§ **What you need to do**
Make an exact copy of the entries below.

§ **Region pointing data**
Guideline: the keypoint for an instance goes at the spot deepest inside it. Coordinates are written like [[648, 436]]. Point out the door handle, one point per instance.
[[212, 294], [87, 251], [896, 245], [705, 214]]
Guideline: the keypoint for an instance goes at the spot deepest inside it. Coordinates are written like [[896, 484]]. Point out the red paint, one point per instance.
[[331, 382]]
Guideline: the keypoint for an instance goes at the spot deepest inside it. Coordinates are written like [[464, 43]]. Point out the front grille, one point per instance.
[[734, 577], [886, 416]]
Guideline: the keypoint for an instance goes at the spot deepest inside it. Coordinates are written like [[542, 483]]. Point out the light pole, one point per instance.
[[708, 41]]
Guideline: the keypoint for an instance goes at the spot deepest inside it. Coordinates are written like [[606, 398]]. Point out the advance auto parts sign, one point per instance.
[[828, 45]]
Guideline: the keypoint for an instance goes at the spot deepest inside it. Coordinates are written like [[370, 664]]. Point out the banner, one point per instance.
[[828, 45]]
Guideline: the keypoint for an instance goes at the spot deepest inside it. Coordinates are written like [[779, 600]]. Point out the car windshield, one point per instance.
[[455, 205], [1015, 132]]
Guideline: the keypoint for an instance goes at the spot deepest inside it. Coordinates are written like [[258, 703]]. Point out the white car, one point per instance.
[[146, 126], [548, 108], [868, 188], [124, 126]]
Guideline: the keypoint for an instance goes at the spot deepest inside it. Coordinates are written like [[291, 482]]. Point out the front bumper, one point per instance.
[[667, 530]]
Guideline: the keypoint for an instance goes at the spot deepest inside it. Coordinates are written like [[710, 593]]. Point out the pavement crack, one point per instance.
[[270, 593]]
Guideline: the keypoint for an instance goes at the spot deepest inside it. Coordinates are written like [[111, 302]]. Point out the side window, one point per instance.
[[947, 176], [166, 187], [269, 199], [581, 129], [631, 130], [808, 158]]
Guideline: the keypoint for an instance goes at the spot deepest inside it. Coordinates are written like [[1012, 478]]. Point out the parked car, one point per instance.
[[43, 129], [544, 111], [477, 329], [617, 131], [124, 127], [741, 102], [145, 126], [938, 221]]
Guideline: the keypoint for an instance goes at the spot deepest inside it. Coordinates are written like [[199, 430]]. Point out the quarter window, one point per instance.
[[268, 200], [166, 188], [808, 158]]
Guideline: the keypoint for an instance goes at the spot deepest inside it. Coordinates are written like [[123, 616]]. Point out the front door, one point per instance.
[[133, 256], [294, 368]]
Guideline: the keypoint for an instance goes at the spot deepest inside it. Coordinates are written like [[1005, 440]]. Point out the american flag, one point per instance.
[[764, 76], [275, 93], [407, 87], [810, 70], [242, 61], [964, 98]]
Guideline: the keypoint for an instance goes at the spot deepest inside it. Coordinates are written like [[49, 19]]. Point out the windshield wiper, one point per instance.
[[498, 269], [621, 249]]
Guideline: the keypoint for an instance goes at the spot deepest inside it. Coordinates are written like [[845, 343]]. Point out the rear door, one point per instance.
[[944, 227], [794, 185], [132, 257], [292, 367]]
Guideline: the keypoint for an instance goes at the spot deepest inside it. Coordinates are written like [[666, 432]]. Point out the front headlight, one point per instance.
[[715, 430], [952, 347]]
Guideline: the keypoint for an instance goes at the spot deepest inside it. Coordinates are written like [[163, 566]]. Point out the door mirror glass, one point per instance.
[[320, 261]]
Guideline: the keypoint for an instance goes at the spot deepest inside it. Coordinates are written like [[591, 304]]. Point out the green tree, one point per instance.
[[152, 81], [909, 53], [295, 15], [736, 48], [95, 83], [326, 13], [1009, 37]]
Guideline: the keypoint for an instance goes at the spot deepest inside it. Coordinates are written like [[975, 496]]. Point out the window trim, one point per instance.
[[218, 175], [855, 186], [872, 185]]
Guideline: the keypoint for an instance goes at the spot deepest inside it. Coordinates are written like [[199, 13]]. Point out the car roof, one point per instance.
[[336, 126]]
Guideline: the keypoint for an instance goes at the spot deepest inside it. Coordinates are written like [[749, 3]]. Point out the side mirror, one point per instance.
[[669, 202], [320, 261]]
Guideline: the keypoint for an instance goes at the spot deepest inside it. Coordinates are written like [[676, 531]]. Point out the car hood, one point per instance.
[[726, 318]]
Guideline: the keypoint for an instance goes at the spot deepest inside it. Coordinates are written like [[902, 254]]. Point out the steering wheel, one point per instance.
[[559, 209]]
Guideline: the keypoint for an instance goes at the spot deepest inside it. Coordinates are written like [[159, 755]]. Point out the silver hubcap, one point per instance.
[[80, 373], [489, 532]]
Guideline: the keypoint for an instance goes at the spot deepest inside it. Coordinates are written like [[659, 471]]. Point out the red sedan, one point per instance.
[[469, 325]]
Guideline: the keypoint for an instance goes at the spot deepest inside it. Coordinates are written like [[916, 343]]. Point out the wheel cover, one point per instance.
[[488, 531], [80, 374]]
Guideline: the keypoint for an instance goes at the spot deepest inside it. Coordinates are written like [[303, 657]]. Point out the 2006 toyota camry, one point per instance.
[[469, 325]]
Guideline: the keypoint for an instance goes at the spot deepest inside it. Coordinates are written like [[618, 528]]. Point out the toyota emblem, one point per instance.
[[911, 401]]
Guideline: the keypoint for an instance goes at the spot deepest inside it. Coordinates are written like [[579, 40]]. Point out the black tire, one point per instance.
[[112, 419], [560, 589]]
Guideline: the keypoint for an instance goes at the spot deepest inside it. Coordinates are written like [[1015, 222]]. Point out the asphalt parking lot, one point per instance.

§ **Written solution**
Guideline: the keypoint for an instance goes at the spot deepest inside it. Coordinates are written like [[648, 436]]. Point out the door handle, one point per instance.
[[212, 294], [87, 251], [896, 245], [705, 214]]
Guideline: the keypoint for an instance goes at the spot deepest inside it. Coordinates are written like [[896, 484]]. Point out the red paint, one point per instance.
[[331, 382]]
Guideline: the keypoint for an instance goes at the spot deepest inside it. Coordinates are written like [[464, 43]]. Point out the front grille, one point per instance.
[[734, 577], [886, 416]]
Guideline: the keypoint for an instance goes at the spot deepest inside it. Coordinates are written like [[542, 483]]. Point out the light pole, one point per instance.
[[708, 41]]
Guideline: the keypoint for an instance goes at the spot deepest inside it. Coordinates are written like [[606, 398]]. Point out the advance auto parts sign, one point per instance.
[[828, 45]]
Guideline: the keypoint for an instance goes at the spot deepest inside it. Coordinates are written like [[370, 664]]. Point out the banner, one point per instance.
[[828, 45]]
Guideline: the keypoint for an instance goes at the spot deepest inside it. Coordinates are written like [[779, 600]]. Point out the car windshield, one point per instance.
[[455, 205], [1015, 132]]
Guideline: the keypoint for an instance goes at the spot deepest inside it. Coordinates are written like [[258, 703]]. Point out the white car, one point per instance.
[[146, 126], [548, 108], [868, 188], [124, 126]]
Guideline: the keypoint for an instance goes at the spot deepest inside it. Coordinates are written like [[291, 482]]. Point out the front bumper, one point per instance.
[[667, 530]]
Guideline: the keypoint for an instance goes at the spot deepest inside it. Coordinates are written like [[710, 593]]. Point out the pavement crack, one point per instance.
[[270, 593]]
Guideline: the keypoint for an instance goes at the spot deepest inside it. Coordinates are written like [[111, 302]]. Point out the side window, one point per instance.
[[947, 176], [166, 187], [269, 199], [581, 129], [631, 130], [808, 158]]
Guideline: the keypoint for an instance goes at the spot deepest inside it. Coordinates are written like [[1012, 478]]. Point out the parked car, one point per instance.
[[43, 129], [544, 111], [477, 329], [617, 131], [124, 127], [741, 102], [145, 126], [938, 221]]
Guideline: the keypoint for an instance goes at the spot deepest inside it. Coordinates are written like [[199, 430]]. Point out the quarter window, one point per instance.
[[268, 200], [166, 188], [808, 158]]
Guideline: the keypoint for an instance goes at the spot deepest inside it. Coordinates are written like [[123, 616]]. Point out the front door, one point per instance.
[[133, 256], [294, 368]]
Guideline: the keypoint for an instance goes at the spot deepest inside it. Coordinates are written like [[1005, 440]]. Point out the american flag, one point per instance.
[[764, 76], [275, 93], [407, 87], [810, 70], [242, 61], [964, 98]]
Guideline: the keypoint for an instance goes at the spot deepest inside it. Coordinates are written like [[49, 19]]. Point out the windshield wiper, one point per instance.
[[498, 269], [621, 249]]
Guideline: the keypoint for an instance goes at the spot deepest inside it. Coordinates are written like [[845, 343]]. Point out the rear door, one point per instance.
[[944, 227], [794, 185], [132, 257], [292, 367]]
Guideline: the keypoint for an instance goes at the spot deepest inside it. Coordinates are written like [[666, 432]]. Point out the front headlight, one point per instance.
[[715, 430], [952, 347]]
Guideline: the keypoint for an instance goes at the spot deepest inside it. Coordinates are written like [[163, 566]]. Point out the door mirror glass, one point per instance.
[[320, 261]]
Guideline: the keypoint for an instance goes at the spot deepest inside it. Coordinates are written like [[591, 304]]. Point out the green tree, one point per instance.
[[152, 81], [909, 53], [295, 15], [736, 48], [95, 83], [326, 13], [1009, 37]]
Guideline: the keypoint for an instance goes at the spot deepest inside it. Coordinates are written like [[975, 496]]. Point out the window trim, one point per instance.
[[218, 175], [855, 186], [872, 185]]
Guideline: the keypoint for an instance goes at the spot deepest inside it. Coordinates are written like [[199, 13]]. Point out the car roof, one point per instance.
[[336, 126]]
Guideline: the keypoint for an instance goes at the spot deepest inside it. Coordinates are written like [[749, 3]]. Point out the side mirror, one point per instance.
[[669, 202], [320, 261]]
Guideline: the keypoint for an instance goes at the spot deepest inside it. Coordinates are written like [[676, 531]]. Point out the car hood, one point per instance.
[[726, 318]]
Guideline: the keypoint for an instance goes at the spot deepest inside it. Coordinates are written like [[902, 254]]. Point out the steering wheel, one point per instance.
[[559, 209]]
Guideline: the keypoint for an instance goes at the spot deepest inside it. Coordinates are written like [[159, 755]]. Point out the silver hubcap, one point per instance.
[[80, 373], [489, 532]]
Guideline: the keypoint for an instance goes at the spot deepest inside it. Coordinates are written like [[659, 471]]. Point out the red sedan, one point per instance.
[[469, 325]]
Guideline: the keypoint for an instance goes at the spot deepest inside it. Coordinates are written like [[916, 343]]. Point out the wheel cover, one point per instance.
[[488, 531], [80, 374]]
Guideline: the keypoint for an instance goes at the spot deepest inside it. Coordinates are written like [[303, 657]]. Point out the 2006 toyota camry, one point per instance.
[[469, 325]]
Guideline: the keypoint for an instance goes at the spot deepest inside it. Coordinates are written like [[618, 528]]. Point out the toyota emblem, one point per instance.
[[911, 401]]
Guideline: the keypoint for an instance goes at the spot deepest inside it. Coordinates are written like [[579, 40]]. Point out the black tire, one point per instance.
[[112, 419], [560, 589]]
Guideline: the keypoint for an instance goes at the spot deepest inside it. Coordinates are written like [[1015, 222]]. Point out the asphalt parking lot, one point per instance.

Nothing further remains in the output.